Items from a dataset
↓
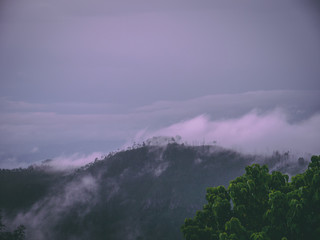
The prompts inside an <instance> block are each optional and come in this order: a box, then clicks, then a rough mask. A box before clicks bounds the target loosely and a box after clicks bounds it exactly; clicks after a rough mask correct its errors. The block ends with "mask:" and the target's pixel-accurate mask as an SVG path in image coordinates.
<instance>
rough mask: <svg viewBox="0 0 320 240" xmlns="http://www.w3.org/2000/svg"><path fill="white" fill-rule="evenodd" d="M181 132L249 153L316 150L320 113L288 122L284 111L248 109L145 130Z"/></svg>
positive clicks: (319, 132) (184, 138) (317, 148)
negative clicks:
↑
Arrange the lines above as a Markdown table with the columns "Row" and "Record line," numbering each row and skipping any blank lines. Omit the pictures from your answer.

| Row | Record line |
|---|---|
| 1 | The prompts inside an <instance> block are each optional and come in this order: a box, then clicks, then a rough mask. A box before clicks bounds the target loosely and a box after clicks bounds it exactly; clicks after a rough mask correct its errors. The block ends with "mask:" and the target's pixel-accurate mask as an SVG path in image coordinates. |
| 2 | <instance> |
| 3 | rough mask: <svg viewBox="0 0 320 240" xmlns="http://www.w3.org/2000/svg"><path fill="white" fill-rule="evenodd" d="M181 132L249 153L316 150L320 113L288 122L284 111L248 109L145 130Z"/></svg> |
| 4 | positive clicks: (319, 132) (184, 138) (317, 148) |
| 5 | negative clicks: |